(Collected data)
— BEGIN —

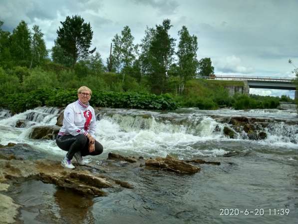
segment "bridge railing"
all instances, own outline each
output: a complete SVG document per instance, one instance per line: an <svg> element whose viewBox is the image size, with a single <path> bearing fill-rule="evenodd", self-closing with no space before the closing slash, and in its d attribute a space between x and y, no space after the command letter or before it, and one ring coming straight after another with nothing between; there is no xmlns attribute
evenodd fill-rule
<svg viewBox="0 0 298 224"><path fill-rule="evenodd" d="M292 82L295 78L285 77L269 77L264 76L227 76L212 74L210 76L200 77L202 78L218 80L247 80L256 81L267 81L283 82ZM296 78L297 79L297 78Z"/></svg>

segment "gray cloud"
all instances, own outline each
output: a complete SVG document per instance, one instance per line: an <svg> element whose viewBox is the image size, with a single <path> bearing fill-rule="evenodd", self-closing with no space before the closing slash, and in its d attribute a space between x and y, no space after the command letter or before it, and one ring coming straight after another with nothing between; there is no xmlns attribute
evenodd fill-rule
<svg viewBox="0 0 298 224"><path fill-rule="evenodd" d="M109 54L113 36L128 26L139 43L146 26L154 27L169 18L171 35L186 26L198 37L198 59L211 58L221 73L287 76L298 64L296 0L1 0L2 28L11 31L23 20L39 26L48 48L66 16L79 14L90 22L92 43L103 56ZM177 3L177 2L179 2ZM233 58L234 57L234 58Z"/></svg>
<svg viewBox="0 0 298 224"><path fill-rule="evenodd" d="M139 4L150 6L158 10L160 14L171 14L175 13L179 4L174 0L133 0Z"/></svg>

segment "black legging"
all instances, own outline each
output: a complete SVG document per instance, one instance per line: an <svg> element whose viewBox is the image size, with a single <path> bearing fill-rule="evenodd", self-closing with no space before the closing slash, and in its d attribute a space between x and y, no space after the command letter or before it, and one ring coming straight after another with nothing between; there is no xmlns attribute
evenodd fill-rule
<svg viewBox="0 0 298 224"><path fill-rule="evenodd" d="M67 151L66 158L72 160L73 155L77 152L81 152L81 156L97 156L102 153L103 147L99 142L95 142L95 148L92 152L89 152L88 146L89 139L83 134L78 134L73 136L71 134L67 136L57 136L56 138L57 146L65 151Z"/></svg>

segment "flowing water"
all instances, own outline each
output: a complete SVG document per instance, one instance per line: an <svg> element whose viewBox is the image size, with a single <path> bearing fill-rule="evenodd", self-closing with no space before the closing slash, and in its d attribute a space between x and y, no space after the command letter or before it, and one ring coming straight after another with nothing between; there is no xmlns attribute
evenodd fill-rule
<svg viewBox="0 0 298 224"><path fill-rule="evenodd" d="M44 157L60 160L65 152L54 140L32 140L36 125L54 125L59 110L38 108L11 116L0 111L0 144L30 145ZM273 120L267 138L251 140L245 133L226 136L225 126L237 116ZM24 120L21 128L15 128ZM96 138L106 158L109 152L146 158L167 154L201 158L220 166L201 164L194 175L139 168L119 168L113 175L134 189L109 191L90 198L36 180L20 182L7 192L21 204L20 223L296 224L298 220L298 117L295 110L201 110L169 112L102 109ZM235 156L225 156L237 152Z"/></svg>

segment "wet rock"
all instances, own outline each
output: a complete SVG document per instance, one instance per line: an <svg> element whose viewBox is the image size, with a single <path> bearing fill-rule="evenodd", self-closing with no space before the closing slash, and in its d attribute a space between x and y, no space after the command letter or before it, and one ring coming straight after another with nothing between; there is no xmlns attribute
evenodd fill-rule
<svg viewBox="0 0 298 224"><path fill-rule="evenodd" d="M7 160L3 154L0 158L0 181L9 182L26 178L35 178L44 183L52 184L81 194L93 196L104 196L102 188L120 185L133 188L130 184L114 180L98 173L91 173L88 168L80 166L75 170L63 168L59 161L49 160ZM117 185L116 185L117 184Z"/></svg>
<svg viewBox="0 0 298 224"><path fill-rule="evenodd" d="M233 151L233 152L227 152L225 154L224 154L224 157L231 157L234 156L237 156L240 154L241 152L240 151Z"/></svg>
<svg viewBox="0 0 298 224"><path fill-rule="evenodd" d="M229 136L230 138L237 138L236 132L233 129L227 126L224 128L224 134L226 136Z"/></svg>
<svg viewBox="0 0 298 224"><path fill-rule="evenodd" d="M250 130L247 134L247 136L250 140L258 140L258 134L253 130Z"/></svg>
<svg viewBox="0 0 298 224"><path fill-rule="evenodd" d="M146 160L146 166L166 169L181 174L194 174L200 171L200 168L185 162L176 160L170 156L165 158L157 158Z"/></svg>
<svg viewBox="0 0 298 224"><path fill-rule="evenodd" d="M211 162L211 161L206 161L205 160L201 160L200 158L197 160L187 160L185 161L186 162L194 162L195 164L212 164L214 165L218 165L219 166L221 164L220 162Z"/></svg>
<svg viewBox="0 0 298 224"><path fill-rule="evenodd" d="M35 126L32 128L29 138L32 139L53 140L60 130L57 126Z"/></svg>
<svg viewBox="0 0 298 224"><path fill-rule="evenodd" d="M57 117L57 122L56 123L56 125L57 126L62 126L63 125L63 119L64 118L64 110L62 110L59 116Z"/></svg>
<svg viewBox="0 0 298 224"><path fill-rule="evenodd" d="M254 127L254 126L253 124L246 124L243 126L243 130L246 132L248 133L249 132L250 132L250 131L254 131L255 128Z"/></svg>
<svg viewBox="0 0 298 224"><path fill-rule="evenodd" d="M28 122L27 120L19 120L16 122L15 128L23 128L26 126L27 122Z"/></svg>
<svg viewBox="0 0 298 224"><path fill-rule="evenodd" d="M123 156L119 154L109 152L108 155L108 160L126 161L129 162L136 162L137 160L130 156Z"/></svg>
<svg viewBox="0 0 298 224"><path fill-rule="evenodd" d="M0 194L0 221L1 224L15 223L19 206L15 204L11 198Z"/></svg>
<svg viewBox="0 0 298 224"><path fill-rule="evenodd" d="M115 182L117 184L120 185L122 188L132 189L133 188L133 186L131 185L130 184L128 184L127 182L125 181L120 180L115 180Z"/></svg>
<svg viewBox="0 0 298 224"><path fill-rule="evenodd" d="M267 134L264 132L261 132L259 133L259 139L264 140L267 138Z"/></svg>
<svg viewBox="0 0 298 224"><path fill-rule="evenodd" d="M16 144L15 143L12 142L9 142L6 146L3 146L3 144L0 144L0 148L7 148L9 147L13 147L15 146Z"/></svg>

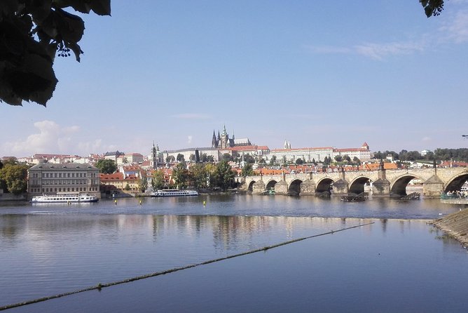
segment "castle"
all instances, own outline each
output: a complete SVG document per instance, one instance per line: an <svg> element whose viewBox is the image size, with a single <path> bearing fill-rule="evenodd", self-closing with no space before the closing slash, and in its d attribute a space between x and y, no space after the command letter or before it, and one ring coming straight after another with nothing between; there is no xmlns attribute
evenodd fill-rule
<svg viewBox="0 0 468 313"><path fill-rule="evenodd" d="M229 134L226 131L226 125L223 129L223 133L219 134L218 131L218 137L216 136L213 131L213 138L212 140L212 148L226 149L232 147L250 146L252 143L249 138L235 139L233 133L233 138L229 138Z"/></svg>

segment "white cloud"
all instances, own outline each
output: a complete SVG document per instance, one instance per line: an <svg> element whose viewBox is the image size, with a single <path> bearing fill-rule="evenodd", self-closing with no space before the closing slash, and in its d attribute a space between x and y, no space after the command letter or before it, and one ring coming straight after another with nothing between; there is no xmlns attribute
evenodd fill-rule
<svg viewBox="0 0 468 313"><path fill-rule="evenodd" d="M350 48L329 46L309 46L315 53L323 54L359 54L373 60L381 60L391 55L407 55L424 51L426 44L423 40L419 41L391 42L385 44L367 43Z"/></svg>
<svg viewBox="0 0 468 313"><path fill-rule="evenodd" d="M172 117L184 119L208 119L211 116L207 114L201 114L198 113L183 113L180 114L172 115Z"/></svg>
<svg viewBox="0 0 468 313"><path fill-rule="evenodd" d="M40 121L34 124L37 132L25 139L6 142L2 149L15 156L31 156L35 153L81 154L111 150L112 146L104 147L100 139L80 142L81 128L78 126L62 126L53 121Z"/></svg>
<svg viewBox="0 0 468 313"><path fill-rule="evenodd" d="M389 44L364 44L355 47L358 54L383 60L390 55L406 55L416 51L422 51L425 44L420 42L392 42Z"/></svg>

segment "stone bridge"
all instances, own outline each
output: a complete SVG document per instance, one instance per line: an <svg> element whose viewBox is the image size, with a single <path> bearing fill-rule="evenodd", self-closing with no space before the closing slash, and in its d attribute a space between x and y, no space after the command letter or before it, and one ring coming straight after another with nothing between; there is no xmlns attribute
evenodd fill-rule
<svg viewBox="0 0 468 313"><path fill-rule="evenodd" d="M439 197L441 192L460 189L468 180L468 168L462 167L280 174L238 178L240 188L253 194L270 189L275 194L315 194L333 191L333 194L359 194L372 186L373 195L406 194L408 183L422 182L423 194Z"/></svg>

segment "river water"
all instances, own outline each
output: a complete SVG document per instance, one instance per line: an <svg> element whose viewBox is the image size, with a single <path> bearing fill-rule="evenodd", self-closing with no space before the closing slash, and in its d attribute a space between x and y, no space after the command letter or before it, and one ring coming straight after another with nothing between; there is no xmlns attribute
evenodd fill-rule
<svg viewBox="0 0 468 313"><path fill-rule="evenodd" d="M11 312L466 312L467 250L427 225L460 208L240 194L0 204L0 307L333 231Z"/></svg>

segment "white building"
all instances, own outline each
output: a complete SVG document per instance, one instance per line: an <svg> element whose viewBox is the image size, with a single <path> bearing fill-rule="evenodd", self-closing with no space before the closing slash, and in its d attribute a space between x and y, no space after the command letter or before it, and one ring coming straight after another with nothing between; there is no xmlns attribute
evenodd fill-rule
<svg viewBox="0 0 468 313"><path fill-rule="evenodd" d="M291 147L290 143L287 146ZM284 159L287 161L294 162L298 159L303 159L306 163L311 163L313 161L317 162L323 161L326 157L333 157L333 147L315 147L315 148L299 148L299 149L275 149L270 151L268 156L268 159L274 156L276 157L277 163L280 163Z"/></svg>
<svg viewBox="0 0 468 313"><path fill-rule="evenodd" d="M41 164L28 170L28 197L83 192L99 197L99 169L90 164Z"/></svg>
<svg viewBox="0 0 468 313"><path fill-rule="evenodd" d="M352 160L357 157L359 161L369 161L371 159L371 150L367 142L362 144L360 148L345 148L345 149L333 149L333 157L336 156L348 156Z"/></svg>

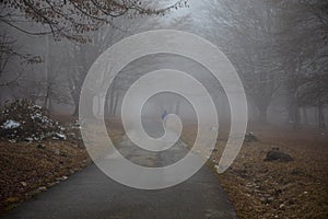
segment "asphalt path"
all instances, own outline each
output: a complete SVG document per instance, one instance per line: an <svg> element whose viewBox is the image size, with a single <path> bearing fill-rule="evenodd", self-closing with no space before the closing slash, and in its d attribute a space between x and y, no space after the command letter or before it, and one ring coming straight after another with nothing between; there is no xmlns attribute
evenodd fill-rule
<svg viewBox="0 0 328 219"><path fill-rule="evenodd" d="M153 137L163 134L156 123L147 122L144 128ZM149 152L133 146L127 137L117 148L131 162L144 166L169 165L188 152L181 141L165 152ZM206 165L181 184L145 191L121 185L91 164L3 218L230 219L235 218L235 212L218 176Z"/></svg>

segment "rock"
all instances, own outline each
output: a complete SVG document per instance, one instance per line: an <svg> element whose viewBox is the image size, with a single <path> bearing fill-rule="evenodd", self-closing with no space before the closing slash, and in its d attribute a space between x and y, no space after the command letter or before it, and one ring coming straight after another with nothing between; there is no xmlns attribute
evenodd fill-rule
<svg viewBox="0 0 328 219"><path fill-rule="evenodd" d="M60 150L58 148L52 148L51 151L55 155L60 155Z"/></svg>
<svg viewBox="0 0 328 219"><path fill-rule="evenodd" d="M256 142L256 141L258 141L258 138L254 135L254 132L248 132L245 135L245 141L246 142Z"/></svg>
<svg viewBox="0 0 328 219"><path fill-rule="evenodd" d="M45 186L42 186L42 187L39 187L39 188L37 188L39 192L46 192L47 191L47 187L45 187Z"/></svg>
<svg viewBox="0 0 328 219"><path fill-rule="evenodd" d="M291 162L294 159L286 153L283 153L277 149L271 150L267 153L267 158L265 159L265 161L280 161L280 162Z"/></svg>

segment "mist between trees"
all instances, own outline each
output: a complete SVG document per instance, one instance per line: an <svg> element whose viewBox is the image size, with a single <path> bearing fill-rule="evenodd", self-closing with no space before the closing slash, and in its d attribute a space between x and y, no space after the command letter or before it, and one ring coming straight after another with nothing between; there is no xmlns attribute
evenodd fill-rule
<svg viewBox="0 0 328 219"><path fill-rule="evenodd" d="M1 1L1 105L30 99L52 113L77 116L83 80L104 50L136 33L173 28L198 34L224 51L244 83L251 120L326 128L328 2L86 2ZM119 115L129 85L161 68L192 74L209 90L220 116L230 116L225 93L211 73L172 55L148 56L127 66L98 99L106 100L105 114ZM190 107L178 95L160 94L144 112L156 117L167 110L189 118L195 117Z"/></svg>

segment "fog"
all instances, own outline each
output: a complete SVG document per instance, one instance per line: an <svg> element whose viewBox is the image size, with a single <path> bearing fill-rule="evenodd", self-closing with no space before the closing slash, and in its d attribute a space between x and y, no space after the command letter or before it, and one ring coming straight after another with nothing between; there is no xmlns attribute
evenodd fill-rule
<svg viewBox="0 0 328 219"><path fill-rule="evenodd" d="M161 4L163 3L163 4ZM168 5L163 1L155 5ZM0 103L28 99L54 114L78 115L83 80L97 57L127 36L150 30L180 30L216 45L243 81L249 122L325 128L327 112L327 4L320 1L196 1L164 15L124 14L95 31L87 42L42 33L48 25L26 19L1 23ZM2 8L5 14L7 8ZM13 10L13 9L11 9ZM3 49L5 48L2 46ZM207 53L200 50L199 53ZM24 57L25 56L25 57ZM30 61L28 59L40 61ZM230 123L230 105L222 85L201 64L176 55L147 56L129 64L106 93L108 117L120 115L127 89L141 76L157 69L188 72L208 89L221 120ZM192 105L181 96L152 96L142 114L161 117L163 111L195 120Z"/></svg>

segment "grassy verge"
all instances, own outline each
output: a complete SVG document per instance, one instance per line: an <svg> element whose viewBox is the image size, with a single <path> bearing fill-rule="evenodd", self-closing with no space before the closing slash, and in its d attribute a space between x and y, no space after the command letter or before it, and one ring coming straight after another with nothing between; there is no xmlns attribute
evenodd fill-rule
<svg viewBox="0 0 328 219"><path fill-rule="evenodd" d="M195 126L187 126L184 140L192 143L195 130ZM244 143L233 165L219 175L237 217L328 218L327 137L305 129L298 132L277 127L251 130L260 141ZM219 162L224 136L219 135L208 163ZM294 161L265 162L267 152L277 147Z"/></svg>

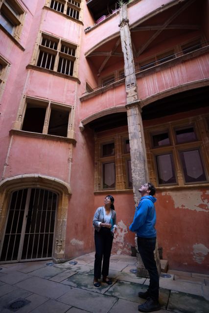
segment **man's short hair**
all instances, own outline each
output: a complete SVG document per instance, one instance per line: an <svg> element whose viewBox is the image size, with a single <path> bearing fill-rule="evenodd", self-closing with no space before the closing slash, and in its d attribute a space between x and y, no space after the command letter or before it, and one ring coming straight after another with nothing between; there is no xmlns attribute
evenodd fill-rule
<svg viewBox="0 0 209 313"><path fill-rule="evenodd" d="M149 194L150 195L150 196L154 196L154 195L155 194L155 192L156 191L156 188L151 182L148 182L147 185L149 190L150 190Z"/></svg>

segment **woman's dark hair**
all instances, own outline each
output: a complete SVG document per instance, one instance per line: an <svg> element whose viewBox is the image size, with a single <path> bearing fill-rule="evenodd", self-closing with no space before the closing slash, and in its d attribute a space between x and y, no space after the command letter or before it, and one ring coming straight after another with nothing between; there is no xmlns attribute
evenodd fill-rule
<svg viewBox="0 0 209 313"><path fill-rule="evenodd" d="M148 182L147 185L149 190L150 190L149 194L150 196L154 196L155 194L155 192L156 191L155 187L151 182Z"/></svg>
<svg viewBox="0 0 209 313"><path fill-rule="evenodd" d="M110 206L110 207L111 208L111 209L112 210L115 210L115 206L114 206L114 204L113 204L114 203L114 198L113 198L113 196L111 196L110 195L108 195L108 196L106 196L105 197L105 198L109 198L109 199L111 201L111 205Z"/></svg>

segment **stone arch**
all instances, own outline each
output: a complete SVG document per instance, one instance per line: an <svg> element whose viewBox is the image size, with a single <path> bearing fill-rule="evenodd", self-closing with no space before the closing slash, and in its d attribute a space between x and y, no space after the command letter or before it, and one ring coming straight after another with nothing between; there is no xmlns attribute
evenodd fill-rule
<svg viewBox="0 0 209 313"><path fill-rule="evenodd" d="M187 84L185 84L184 85L177 86L173 88L163 90L161 92L153 94L150 97L141 100L140 101L140 106L142 109L143 107L152 103L152 102L163 99L163 98L165 98L168 96L176 94L182 91L191 90L192 89L205 87L207 86L209 86L209 79L203 79L188 83Z"/></svg>
<svg viewBox="0 0 209 313"><path fill-rule="evenodd" d="M58 194L53 259L56 263L63 262L65 260L67 218L71 191L69 184L54 177L37 174L23 175L5 179L0 182L0 240L2 240L12 193L28 188L43 188Z"/></svg>
<svg viewBox="0 0 209 313"><path fill-rule="evenodd" d="M84 130L84 127L88 123L92 122L94 119L96 119L99 117L102 116L105 116L110 114L113 114L114 113L119 113L120 112L126 112L127 110L125 106L119 106L118 107L114 107L113 108L110 108L106 110L104 110L98 112L96 112L94 114L93 114L89 116L87 116L84 119L82 120L80 122L79 128L80 130L82 132Z"/></svg>

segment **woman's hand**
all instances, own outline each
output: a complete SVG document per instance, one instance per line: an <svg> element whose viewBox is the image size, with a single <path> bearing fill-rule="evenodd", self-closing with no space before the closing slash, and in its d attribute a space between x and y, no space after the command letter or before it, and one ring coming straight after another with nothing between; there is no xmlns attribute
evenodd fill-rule
<svg viewBox="0 0 209 313"><path fill-rule="evenodd" d="M108 223L101 223L100 226L102 227L106 227L107 228L111 228L112 227L111 224L108 224Z"/></svg>

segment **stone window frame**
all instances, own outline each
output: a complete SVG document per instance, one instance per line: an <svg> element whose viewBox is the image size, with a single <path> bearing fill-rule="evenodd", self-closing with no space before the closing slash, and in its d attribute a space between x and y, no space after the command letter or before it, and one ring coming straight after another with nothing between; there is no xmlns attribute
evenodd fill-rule
<svg viewBox="0 0 209 313"><path fill-rule="evenodd" d="M128 177L127 162L131 159L130 153L127 153L124 149L124 142L129 139L127 133L119 132L108 136L96 136L95 138L95 182L94 191L107 190L132 190L133 187L128 186ZM115 143L115 154L113 156L102 156L102 145L111 142ZM114 162L116 171L116 186L113 188L103 188L103 164Z"/></svg>
<svg viewBox="0 0 209 313"><path fill-rule="evenodd" d="M164 188L166 186L178 186L182 187L186 185L201 186L203 184L208 184L209 182L209 158L207 151L209 149L209 143L206 139L207 138L207 129L206 120L208 118L203 115L199 115L189 119L168 122L161 125L147 127L144 128L144 136L145 142L148 143L146 146L148 166L150 179L159 188ZM175 130L178 128L194 127L197 136L197 140L177 143L175 138ZM169 145L153 148L152 135L162 131L167 131L170 140ZM206 177L206 180L192 182L186 182L182 162L180 159L180 153L189 151L192 150L198 150L200 152L201 159ZM156 157L157 156L167 154L172 154L175 169L175 175L176 183L159 184L158 179L158 169L156 164Z"/></svg>
<svg viewBox="0 0 209 313"><path fill-rule="evenodd" d="M53 1L53 3L52 3ZM74 4L74 3L75 4ZM55 3L54 5L54 3ZM62 6L62 9L56 6L55 6L57 3L60 3ZM77 4L79 4L80 6ZM51 5L53 7L51 7ZM61 14L65 17L70 19L72 21L83 24L82 22L82 13L83 13L83 1L82 0L46 0L46 3L44 6L45 8L53 11L59 14ZM78 13L78 18L70 16L68 12L68 8L70 8L70 11L72 10L73 11Z"/></svg>
<svg viewBox="0 0 209 313"><path fill-rule="evenodd" d="M45 121L42 133L34 133L33 132L26 132L22 131L22 127L24 121L24 115L27 104L34 104L37 107L44 107L46 108ZM59 110L65 110L69 112L69 118L68 126L67 135L66 137L58 136L56 135L51 135L48 134L48 128L49 123L50 114L51 109L55 109ZM17 120L15 121L13 130L19 131L22 132L23 134L30 134L32 136L43 137L50 139L63 138L64 141L66 141L68 138L74 140L74 132L73 129L74 120L74 107L71 105L66 105L63 103L57 102L50 100L46 100L42 98L38 98L34 97L24 96L21 102L20 107Z"/></svg>
<svg viewBox="0 0 209 313"><path fill-rule="evenodd" d="M11 10L12 8L18 13L18 15L16 15L14 12L12 12ZM1 28L6 33L11 36L18 42L20 42L26 12L17 0L10 0L9 5L6 5L6 0L0 0L0 12L2 12L3 14L6 15L7 19L11 22L11 23L14 24L11 33L1 25L0 25Z"/></svg>
<svg viewBox="0 0 209 313"><path fill-rule="evenodd" d="M47 39L49 40L51 40L54 41L54 42L56 42L57 43L57 49L56 50L54 50L48 47L46 47L42 45L42 39L44 38ZM72 47L72 48L75 49L75 56L71 56L67 54L63 53L61 50L61 45L62 44L66 45L67 46ZM41 50L45 51L46 52L48 52L49 54L53 54L56 55L54 68L53 70L37 66ZM37 70L40 70L41 71L44 71L51 74L53 73L57 76L64 77L65 78L68 78L69 79L72 79L72 80L75 80L79 83L80 83L80 82L78 78L79 54L78 50L79 46L74 43L72 43L71 42L66 40L66 39L64 39L61 37L58 37L54 35L52 36L51 34L48 34L47 33L46 33L45 32L40 31L37 37L31 63L27 66L26 68L37 69ZM70 59L71 61L73 61L74 62L72 76L57 71L60 56L61 57L63 57L64 54L64 57L65 58Z"/></svg>
<svg viewBox="0 0 209 313"><path fill-rule="evenodd" d="M0 55L0 99L5 89L10 66L10 64Z"/></svg>

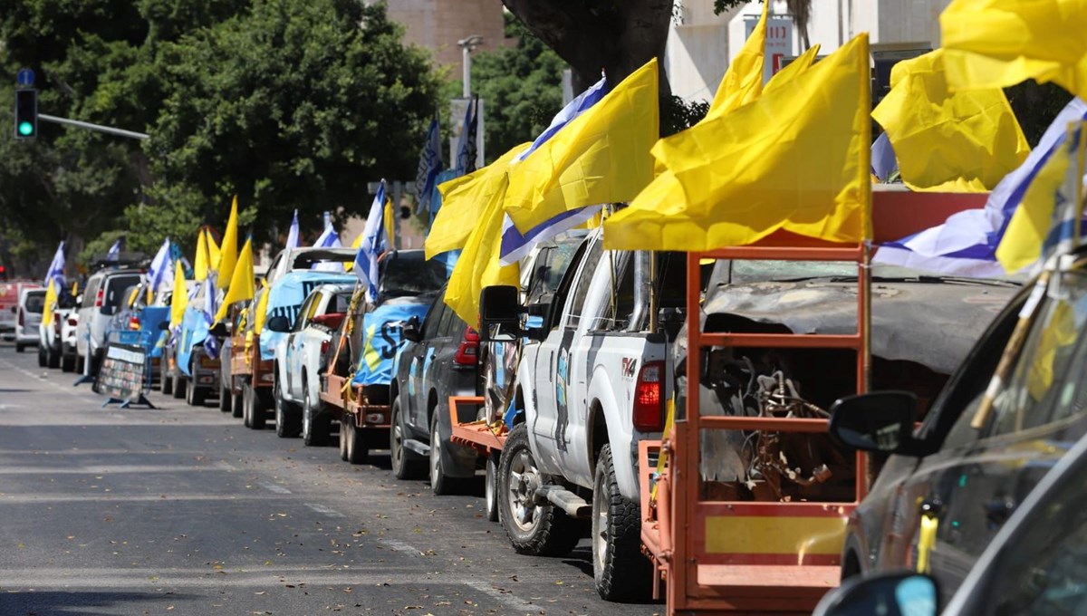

— END —

## [Work instructions]
Copy the rows from the line containing "segment **stone arch**" through the line containing "223L101 223L100 226L102", replacing "own outline" with "separate outline" and keeping everything else the same.

## [Response for this exercise]
segment **stone arch**
all instances, separate outline each
output: a complete SVG document per instance, one instance per line: an <svg> element whose viewBox is the image size, with a single <path> bearing fill-rule="evenodd", self-closing with no space before the closing slash, and in its d attribute a space between x and y, no space after the command letter or before it, and one ring coming straight after another with nothing between; there is no xmlns attribute
evenodd fill-rule
<svg viewBox="0 0 209 313"><path fill-rule="evenodd" d="M187 84L185 84L184 85L177 86L173 88L163 90L161 92L153 94L150 97L141 100L140 101L140 106L142 109L143 107L152 103L152 102L163 99L163 98L165 98L168 96L176 94L182 91L191 90L192 89L205 87L207 86L209 86L209 79L203 79L188 83Z"/></svg>
<svg viewBox="0 0 209 313"><path fill-rule="evenodd" d="M58 194L53 259L56 263L63 262L65 260L67 218L71 191L69 184L54 177L37 174L23 175L5 179L0 182L0 240L2 240L12 193L28 188L43 188Z"/></svg>
<svg viewBox="0 0 209 313"><path fill-rule="evenodd" d="M84 130L84 127L88 123L92 122L94 119L96 119L99 117L102 116L105 116L110 114L113 114L114 113L119 113L120 112L126 112L127 110L125 106L119 106L118 107L114 107L113 108L110 108L106 110L104 110L98 112L96 112L94 114L93 114L89 116L87 116L84 119L82 120L80 122L79 128L80 130L82 132Z"/></svg>

segment **woman's hand**
all instances, separate outline each
output: a complete SVG document per instance, one instance per line: an <svg> element whose viewBox is the image size, with a single <path> bearing fill-rule="evenodd", self-closing with no space before the closing slash, and in its d attribute a space between x and y, no space after the command letter or before it, and one ring coming straight after another with nothing between; there is no xmlns attribute
evenodd fill-rule
<svg viewBox="0 0 209 313"><path fill-rule="evenodd" d="M108 223L101 223L100 226L102 227L106 227L107 228L111 228L112 227L111 224L108 224Z"/></svg>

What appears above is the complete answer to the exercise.